Ausgangstext →
::::::::
Pearl ist 15 Jahre und im Grunde – soweit das für einen Teenager möglich ist – zufrieden mit ihrem Leben. Doch ihre Welt gerät aus den Fugen, als ihre Mutter plötzlich und unerwartet stirbt. Es gibt nichts, was dieses Ereignis ankündigt. Keine Vorahnung oder dergleichen. Nur 15 verpasste Anrufe ihres Stiefvaters.
Plötzlich ist sie alleine ihrem Stiefvater Alex und natürlich ihrem Schwesterchen Rose, in einem renovierungsbedürftigen Haus, für dessen Kauf sich ihre Mum eingesetzt hat. Pearl hasst „die Ratte“, wie sie das Baby insgeheim bezeichnet; es stimmt so gar nicht mit dem perfekten kleinen Wesen mit blonden Locken und Grübchen ihrer Fantasie überein. Außerdem hat das Kind die Geburt überlebt. Ihr Stiefvater ist vernarrt in seine Tochter und ist täglich bei ihr im Krankenhaus, obwohl er, wie Pearl findet, sich auf den Tod seiner Ehefrau – ihrer Mutter – konzentrieren sollte.
War sie sich vor dem Tod ihrer Mutter ihrer Position noch sicher, so kommen jetzt Zweifel auf. Denn obwohl biologische Abstammung bisher nie ein Thema war, fühlt Pearl sich in ihrer Rolle als Tochter bedroht. Sie ist der Meinung, ihr Dad bevorzugt Rose; der einfache Grund: es ist seine leibliche Tochter. Plötzlich interessiert sie sich für ihren Vater, dessen Namen ihr zwar bekannt ist, von dem sie aber davon abgesehen nichts weiß. Warum auch, sie hat(te) schließlich einen Dad.
Und dann ist ihre beste Freundin Molly auch noch mit einem Jungen zusammen, den Pearl nicht ausstehen kann. Andererseits: Welcher Mann ist schon gut genug für die beste Freundin.
Pearl reagiert auf diese Ereignisse mit Selbstmitleid. Die Menschen, die sie lieben und ihre über ihre Trauer helfen wollen, stößt sie vor den Kopf, sucht nach Ausflüchten, um sie entweder gar nicht zu treffen oder die Zeitspanne möglichst kurz zu halten. Sie ist regelrecht unverschämt... und das weiß sie auch. Aber wie soll man auf diese Umstände auch regieren. Wer trägt die Schuld daran, dass Pearl ihre Mutter verloren hat. Ist es Rose, ihr Dad oder gar ihre Mum, die einen Untersuchungstermin bei der Hebamme nich wahrgenommen hat.
::::::::
Vorliegende Angaben →
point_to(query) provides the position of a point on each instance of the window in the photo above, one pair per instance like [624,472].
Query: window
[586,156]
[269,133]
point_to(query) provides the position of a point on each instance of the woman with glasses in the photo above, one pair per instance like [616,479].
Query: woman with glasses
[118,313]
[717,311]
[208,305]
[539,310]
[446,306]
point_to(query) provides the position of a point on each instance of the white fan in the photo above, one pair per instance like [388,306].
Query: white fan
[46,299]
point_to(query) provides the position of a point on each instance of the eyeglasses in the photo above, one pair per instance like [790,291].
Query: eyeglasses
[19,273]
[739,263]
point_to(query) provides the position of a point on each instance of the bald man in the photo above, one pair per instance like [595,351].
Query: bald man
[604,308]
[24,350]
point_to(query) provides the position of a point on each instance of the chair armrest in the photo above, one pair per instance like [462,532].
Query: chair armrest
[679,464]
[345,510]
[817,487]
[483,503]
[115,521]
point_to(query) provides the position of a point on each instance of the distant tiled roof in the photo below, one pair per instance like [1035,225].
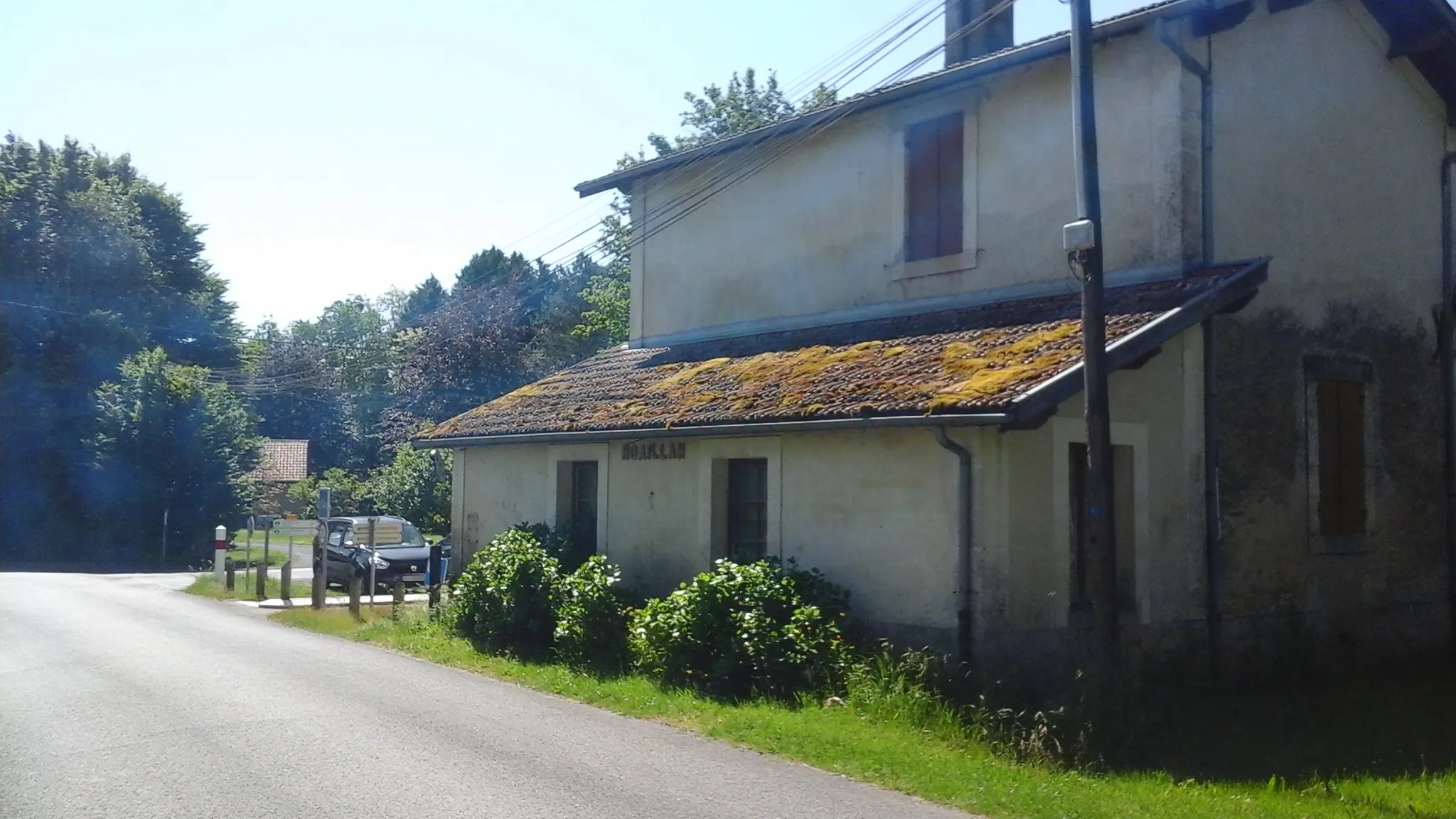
::::::::
Zu bearbeitende Aufgaben →
A. Überarbeite den Ausgangstext von „Pearl ist 15“ bis „Mutter – konzentrieren sollte.“ und setze dabei „baufälligen“ an die Stelle von „renovierungsbedürftigen“.
B. Welchen Namen gibt Pearl dem Baby laut Ausgangstext heimlich?

Lösungen →
A.
Pearl ist 15 Jahre und im Grunde – soweit das für einen Teenager möglich ist – zufrieden mit ihrem Leben. Doch ihre Welt gerät aus den Fugen, als ihre Mutter plötzlich und unerwartet stirbt. Es gibt nichts, was dieses Ereignis ankündigt. Keine Vorahnung oder dergleichen. Nur 15 verpasste Anrufe ihres Stiefvaters.
Plötzlich ist sie alleine ihrem Stiefvater Alex und natürlich ihrem Schwesterchen Rose, in einem baufälligen Haus, für dessen Kauf sich ihre Mum eingesetzt hat. Pearl hasst „die Ratte“, wie sie das Baby insgeheim bezeichnet; es stimmt so gar nicht mit dem perfekten kleinen Wesen mit blonden Locken und Grübchen ihrer Fantasie überein. Außerdem hat das Kind die Geburt überlebt. Ihr Stiefvater ist vernarrt in seine Tochter und ist täglich bei ihr im Krankenhaus, obwohl er, wie Pearl findet, sich auf den Tod seiner Ehefrau – ihrer Mutter – konzentrieren sollte.

B. „Die Ratte“